* Exercise description
Can you write out again every line from the one containing "of the forest" up to and including the last line below, shifting each x and y coordinate by adding 42 to it?

* Entries

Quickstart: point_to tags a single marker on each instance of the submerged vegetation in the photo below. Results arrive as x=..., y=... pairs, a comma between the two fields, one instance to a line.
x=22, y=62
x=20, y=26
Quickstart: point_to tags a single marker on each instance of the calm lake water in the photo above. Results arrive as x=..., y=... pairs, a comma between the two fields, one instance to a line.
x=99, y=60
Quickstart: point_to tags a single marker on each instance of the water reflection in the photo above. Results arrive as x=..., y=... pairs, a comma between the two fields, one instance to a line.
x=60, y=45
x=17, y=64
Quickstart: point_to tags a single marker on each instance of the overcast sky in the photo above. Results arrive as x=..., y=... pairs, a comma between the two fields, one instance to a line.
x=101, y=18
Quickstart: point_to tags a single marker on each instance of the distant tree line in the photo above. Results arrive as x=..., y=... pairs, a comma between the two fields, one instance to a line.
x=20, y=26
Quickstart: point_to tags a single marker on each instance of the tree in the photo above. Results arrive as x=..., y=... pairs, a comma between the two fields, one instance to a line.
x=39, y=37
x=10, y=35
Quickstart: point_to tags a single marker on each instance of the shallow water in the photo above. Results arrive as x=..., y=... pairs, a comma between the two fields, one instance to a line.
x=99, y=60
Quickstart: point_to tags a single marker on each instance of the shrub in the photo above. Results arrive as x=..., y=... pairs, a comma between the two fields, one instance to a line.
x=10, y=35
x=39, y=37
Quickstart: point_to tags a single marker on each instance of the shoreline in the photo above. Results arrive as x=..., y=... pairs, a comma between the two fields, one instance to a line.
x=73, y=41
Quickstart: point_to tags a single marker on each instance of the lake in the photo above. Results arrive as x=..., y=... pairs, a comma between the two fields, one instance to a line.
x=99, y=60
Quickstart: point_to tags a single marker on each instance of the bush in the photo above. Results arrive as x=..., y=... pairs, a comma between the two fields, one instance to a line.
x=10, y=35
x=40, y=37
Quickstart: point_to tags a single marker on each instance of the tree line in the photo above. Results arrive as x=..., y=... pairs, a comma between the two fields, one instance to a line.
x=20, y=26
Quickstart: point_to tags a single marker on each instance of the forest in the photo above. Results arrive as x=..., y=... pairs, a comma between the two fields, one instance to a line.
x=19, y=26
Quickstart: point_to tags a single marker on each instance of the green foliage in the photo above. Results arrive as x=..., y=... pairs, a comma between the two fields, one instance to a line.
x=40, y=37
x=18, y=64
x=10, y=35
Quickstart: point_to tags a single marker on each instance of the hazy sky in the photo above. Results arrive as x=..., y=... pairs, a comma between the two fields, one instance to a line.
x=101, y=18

* Task output
Quickstart: point_to tags a single marker on each instance of the forest in the photo above. Results arrive as x=..., y=... pairs, a comma between the two fields, one instance to a line.
x=61, y=68
Quickstart: point_to tags a single marker on each instance of the green foliage in the photo above. Results arrive as x=..., y=... pairs, a comma between the two fields, one instance to a line.
x=82, y=79
x=60, y=106
x=52, y=77
Quickstart: point_to tags a single marker on each instance of the hazy sky in the photo above. Results arrive as x=..., y=... pairs, a comma between the two fields, one instance to a line.
x=143, y=60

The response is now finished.